■ Exercise objective
Looking at the data below, state how many lines contain "every". No other words are wanted.

■ Record extracts
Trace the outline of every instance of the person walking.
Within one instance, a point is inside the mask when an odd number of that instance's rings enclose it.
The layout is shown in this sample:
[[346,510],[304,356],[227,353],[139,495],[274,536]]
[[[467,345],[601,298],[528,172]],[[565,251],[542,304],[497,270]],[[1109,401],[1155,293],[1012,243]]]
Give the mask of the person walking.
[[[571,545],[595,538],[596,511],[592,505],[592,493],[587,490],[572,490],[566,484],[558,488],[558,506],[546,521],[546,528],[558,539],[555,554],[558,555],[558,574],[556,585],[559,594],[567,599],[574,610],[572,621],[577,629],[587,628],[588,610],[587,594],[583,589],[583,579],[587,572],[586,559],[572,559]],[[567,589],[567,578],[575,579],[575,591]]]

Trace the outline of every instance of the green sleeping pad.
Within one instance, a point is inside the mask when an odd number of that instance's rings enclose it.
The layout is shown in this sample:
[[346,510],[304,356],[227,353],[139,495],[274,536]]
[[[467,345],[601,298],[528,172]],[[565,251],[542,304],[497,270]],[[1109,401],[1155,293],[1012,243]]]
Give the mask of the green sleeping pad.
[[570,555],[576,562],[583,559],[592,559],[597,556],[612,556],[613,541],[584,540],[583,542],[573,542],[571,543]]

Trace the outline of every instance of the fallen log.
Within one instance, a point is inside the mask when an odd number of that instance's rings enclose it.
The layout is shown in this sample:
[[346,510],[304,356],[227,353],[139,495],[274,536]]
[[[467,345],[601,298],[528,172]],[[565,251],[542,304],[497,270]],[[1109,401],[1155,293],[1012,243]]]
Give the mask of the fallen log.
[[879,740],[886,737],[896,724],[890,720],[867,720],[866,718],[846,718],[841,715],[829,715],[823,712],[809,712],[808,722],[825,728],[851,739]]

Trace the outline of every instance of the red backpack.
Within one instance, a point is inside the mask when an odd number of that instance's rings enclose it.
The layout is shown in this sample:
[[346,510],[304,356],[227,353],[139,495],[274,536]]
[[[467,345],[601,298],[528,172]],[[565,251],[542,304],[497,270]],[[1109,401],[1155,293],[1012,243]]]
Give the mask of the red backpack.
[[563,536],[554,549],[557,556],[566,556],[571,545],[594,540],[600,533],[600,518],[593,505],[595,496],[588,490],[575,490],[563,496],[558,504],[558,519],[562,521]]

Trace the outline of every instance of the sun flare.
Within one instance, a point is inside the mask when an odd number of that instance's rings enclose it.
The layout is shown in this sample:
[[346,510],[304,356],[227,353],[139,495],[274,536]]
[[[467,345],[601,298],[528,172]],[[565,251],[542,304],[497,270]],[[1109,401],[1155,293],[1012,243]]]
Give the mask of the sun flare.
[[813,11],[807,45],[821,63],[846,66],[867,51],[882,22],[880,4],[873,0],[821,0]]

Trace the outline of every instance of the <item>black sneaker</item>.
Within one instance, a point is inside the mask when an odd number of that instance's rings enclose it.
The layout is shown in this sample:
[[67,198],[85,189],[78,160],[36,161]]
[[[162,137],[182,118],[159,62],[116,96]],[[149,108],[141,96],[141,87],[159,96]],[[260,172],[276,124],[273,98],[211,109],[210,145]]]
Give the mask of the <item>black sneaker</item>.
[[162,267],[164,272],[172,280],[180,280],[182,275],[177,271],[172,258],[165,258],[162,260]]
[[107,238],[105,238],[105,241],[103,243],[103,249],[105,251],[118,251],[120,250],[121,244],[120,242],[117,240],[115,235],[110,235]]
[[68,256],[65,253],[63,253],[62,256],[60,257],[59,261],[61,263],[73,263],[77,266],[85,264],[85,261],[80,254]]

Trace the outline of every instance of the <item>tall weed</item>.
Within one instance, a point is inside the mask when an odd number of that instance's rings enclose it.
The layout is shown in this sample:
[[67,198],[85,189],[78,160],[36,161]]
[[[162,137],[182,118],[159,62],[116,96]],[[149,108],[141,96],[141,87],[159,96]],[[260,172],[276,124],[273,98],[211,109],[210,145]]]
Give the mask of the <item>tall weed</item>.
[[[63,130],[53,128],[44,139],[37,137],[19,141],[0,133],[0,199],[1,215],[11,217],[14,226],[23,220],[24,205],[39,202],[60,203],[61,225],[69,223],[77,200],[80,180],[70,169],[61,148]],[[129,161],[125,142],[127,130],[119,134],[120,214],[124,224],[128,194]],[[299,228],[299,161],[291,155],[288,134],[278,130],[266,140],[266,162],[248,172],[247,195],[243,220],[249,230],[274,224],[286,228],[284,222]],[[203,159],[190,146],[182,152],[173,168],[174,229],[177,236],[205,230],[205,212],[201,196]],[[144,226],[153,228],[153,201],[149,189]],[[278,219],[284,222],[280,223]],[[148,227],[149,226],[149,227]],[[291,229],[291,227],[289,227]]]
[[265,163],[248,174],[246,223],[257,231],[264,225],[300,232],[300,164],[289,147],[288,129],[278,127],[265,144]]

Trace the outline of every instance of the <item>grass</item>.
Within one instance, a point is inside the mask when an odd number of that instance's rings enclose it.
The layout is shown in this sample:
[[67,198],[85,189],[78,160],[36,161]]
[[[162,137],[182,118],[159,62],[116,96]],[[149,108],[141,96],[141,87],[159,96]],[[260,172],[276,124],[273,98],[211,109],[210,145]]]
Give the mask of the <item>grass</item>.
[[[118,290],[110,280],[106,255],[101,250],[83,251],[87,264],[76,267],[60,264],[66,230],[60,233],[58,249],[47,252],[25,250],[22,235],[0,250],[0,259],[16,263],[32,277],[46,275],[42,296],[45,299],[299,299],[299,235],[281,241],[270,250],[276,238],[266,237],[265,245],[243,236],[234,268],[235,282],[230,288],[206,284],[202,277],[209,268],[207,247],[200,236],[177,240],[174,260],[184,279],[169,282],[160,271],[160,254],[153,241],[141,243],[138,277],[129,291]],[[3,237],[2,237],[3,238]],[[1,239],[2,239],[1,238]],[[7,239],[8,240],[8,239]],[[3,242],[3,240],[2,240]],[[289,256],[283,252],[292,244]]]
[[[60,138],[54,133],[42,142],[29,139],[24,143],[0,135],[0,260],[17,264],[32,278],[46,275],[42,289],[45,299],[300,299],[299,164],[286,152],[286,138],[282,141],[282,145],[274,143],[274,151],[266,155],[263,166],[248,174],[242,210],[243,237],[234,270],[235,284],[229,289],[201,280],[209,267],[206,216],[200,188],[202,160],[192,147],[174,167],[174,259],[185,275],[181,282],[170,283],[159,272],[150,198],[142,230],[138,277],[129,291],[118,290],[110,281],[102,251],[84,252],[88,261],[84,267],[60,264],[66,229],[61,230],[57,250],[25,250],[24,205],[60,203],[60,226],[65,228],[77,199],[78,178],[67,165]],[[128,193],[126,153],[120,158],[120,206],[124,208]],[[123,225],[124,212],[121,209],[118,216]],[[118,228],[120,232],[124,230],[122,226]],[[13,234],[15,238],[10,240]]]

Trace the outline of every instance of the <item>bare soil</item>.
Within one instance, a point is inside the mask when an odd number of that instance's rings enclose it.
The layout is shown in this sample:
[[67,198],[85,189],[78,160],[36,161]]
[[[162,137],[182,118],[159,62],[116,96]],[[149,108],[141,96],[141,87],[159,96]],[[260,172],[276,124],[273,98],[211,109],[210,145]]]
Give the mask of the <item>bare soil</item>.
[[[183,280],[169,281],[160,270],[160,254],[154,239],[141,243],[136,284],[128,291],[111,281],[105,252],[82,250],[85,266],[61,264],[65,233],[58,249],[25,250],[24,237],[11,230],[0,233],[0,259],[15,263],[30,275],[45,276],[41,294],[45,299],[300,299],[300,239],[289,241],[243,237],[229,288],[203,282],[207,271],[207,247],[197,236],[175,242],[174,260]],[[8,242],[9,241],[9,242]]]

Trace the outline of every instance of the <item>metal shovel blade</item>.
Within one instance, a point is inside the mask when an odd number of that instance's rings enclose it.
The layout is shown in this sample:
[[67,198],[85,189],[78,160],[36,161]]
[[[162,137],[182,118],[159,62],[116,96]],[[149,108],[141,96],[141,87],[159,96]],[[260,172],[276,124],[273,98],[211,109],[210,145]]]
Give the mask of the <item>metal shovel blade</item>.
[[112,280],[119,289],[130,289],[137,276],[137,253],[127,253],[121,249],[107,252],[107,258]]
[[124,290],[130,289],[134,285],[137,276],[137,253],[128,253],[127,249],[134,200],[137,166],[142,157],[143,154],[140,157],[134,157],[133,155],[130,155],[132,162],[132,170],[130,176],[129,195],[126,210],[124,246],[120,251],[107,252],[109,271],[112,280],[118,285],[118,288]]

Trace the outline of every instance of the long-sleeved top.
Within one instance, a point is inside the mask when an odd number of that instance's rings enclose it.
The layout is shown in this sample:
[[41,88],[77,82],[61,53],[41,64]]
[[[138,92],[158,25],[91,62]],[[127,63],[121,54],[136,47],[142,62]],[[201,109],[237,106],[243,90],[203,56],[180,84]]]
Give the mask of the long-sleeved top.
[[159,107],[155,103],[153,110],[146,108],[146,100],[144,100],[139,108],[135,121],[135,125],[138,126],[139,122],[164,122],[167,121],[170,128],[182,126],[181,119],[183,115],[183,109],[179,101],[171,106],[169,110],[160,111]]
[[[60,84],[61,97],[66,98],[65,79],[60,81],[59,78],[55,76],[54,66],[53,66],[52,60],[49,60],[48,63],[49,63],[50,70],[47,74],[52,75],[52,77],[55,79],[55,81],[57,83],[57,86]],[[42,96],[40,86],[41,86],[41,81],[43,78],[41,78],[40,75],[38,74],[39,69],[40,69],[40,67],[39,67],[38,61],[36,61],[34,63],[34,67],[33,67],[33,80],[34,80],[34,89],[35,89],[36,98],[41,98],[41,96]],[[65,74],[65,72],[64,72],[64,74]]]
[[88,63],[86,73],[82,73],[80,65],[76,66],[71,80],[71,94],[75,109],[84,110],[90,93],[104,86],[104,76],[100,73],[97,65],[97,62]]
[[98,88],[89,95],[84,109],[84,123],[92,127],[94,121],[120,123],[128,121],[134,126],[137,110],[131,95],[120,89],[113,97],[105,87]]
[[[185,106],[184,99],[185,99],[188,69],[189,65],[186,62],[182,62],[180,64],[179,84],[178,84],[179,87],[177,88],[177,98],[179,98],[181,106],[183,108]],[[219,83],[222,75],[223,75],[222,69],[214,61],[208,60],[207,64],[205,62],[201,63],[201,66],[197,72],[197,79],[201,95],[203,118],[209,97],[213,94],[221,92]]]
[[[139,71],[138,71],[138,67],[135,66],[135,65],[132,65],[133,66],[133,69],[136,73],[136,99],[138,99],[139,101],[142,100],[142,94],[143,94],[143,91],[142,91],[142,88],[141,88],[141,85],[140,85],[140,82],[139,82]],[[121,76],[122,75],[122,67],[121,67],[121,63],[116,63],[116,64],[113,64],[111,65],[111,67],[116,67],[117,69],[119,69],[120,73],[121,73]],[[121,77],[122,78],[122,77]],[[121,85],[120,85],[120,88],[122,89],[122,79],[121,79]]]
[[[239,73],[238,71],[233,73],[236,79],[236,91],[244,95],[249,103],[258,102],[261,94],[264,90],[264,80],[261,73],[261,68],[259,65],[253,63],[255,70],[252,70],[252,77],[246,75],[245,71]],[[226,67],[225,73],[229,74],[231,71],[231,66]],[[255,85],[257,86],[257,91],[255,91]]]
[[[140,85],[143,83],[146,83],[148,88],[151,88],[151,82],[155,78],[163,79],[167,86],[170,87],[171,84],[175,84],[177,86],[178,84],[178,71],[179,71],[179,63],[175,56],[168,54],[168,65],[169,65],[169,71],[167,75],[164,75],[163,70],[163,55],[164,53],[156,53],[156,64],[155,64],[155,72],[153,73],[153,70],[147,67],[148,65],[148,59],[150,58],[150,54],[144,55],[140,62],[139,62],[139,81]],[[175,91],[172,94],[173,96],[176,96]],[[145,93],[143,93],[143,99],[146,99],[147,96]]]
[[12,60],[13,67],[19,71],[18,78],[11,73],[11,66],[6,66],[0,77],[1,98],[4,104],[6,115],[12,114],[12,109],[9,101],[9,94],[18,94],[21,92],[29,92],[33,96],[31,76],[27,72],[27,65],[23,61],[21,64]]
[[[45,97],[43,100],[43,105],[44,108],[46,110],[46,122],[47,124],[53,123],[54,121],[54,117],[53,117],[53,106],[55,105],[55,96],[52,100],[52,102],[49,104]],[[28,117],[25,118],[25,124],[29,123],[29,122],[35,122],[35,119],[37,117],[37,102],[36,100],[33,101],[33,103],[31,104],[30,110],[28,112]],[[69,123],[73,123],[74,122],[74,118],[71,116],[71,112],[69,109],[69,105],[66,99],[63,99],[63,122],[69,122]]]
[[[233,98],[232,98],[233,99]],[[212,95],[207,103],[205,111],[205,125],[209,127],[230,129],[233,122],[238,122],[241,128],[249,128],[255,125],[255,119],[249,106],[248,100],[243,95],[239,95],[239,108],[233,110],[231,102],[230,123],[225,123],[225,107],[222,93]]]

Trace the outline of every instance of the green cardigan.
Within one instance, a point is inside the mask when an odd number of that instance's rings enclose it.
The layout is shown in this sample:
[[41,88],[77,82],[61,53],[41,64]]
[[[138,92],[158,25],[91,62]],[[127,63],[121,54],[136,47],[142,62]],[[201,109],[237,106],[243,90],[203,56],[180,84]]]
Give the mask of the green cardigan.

■ Solution to the problem
12